> [INSTRUCTIONS FOR THE TASK] Number of lines with the string "Target" in the entries below: report it, and nothing besides.

------------------------------

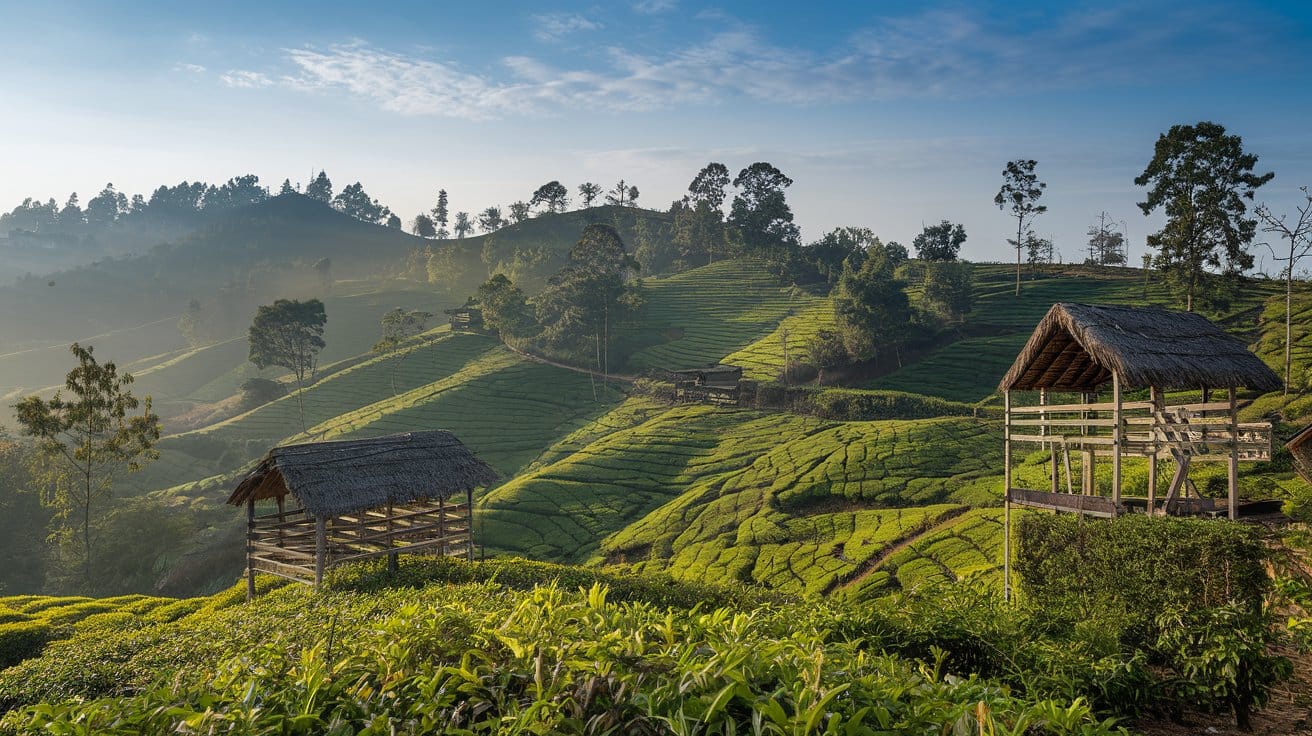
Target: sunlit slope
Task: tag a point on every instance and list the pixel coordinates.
(702, 315)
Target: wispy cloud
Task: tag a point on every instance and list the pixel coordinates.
(246, 79)
(930, 54)
(551, 26)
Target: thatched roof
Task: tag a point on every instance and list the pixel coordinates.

------------------------------

> [YOUR SOLUTION] 3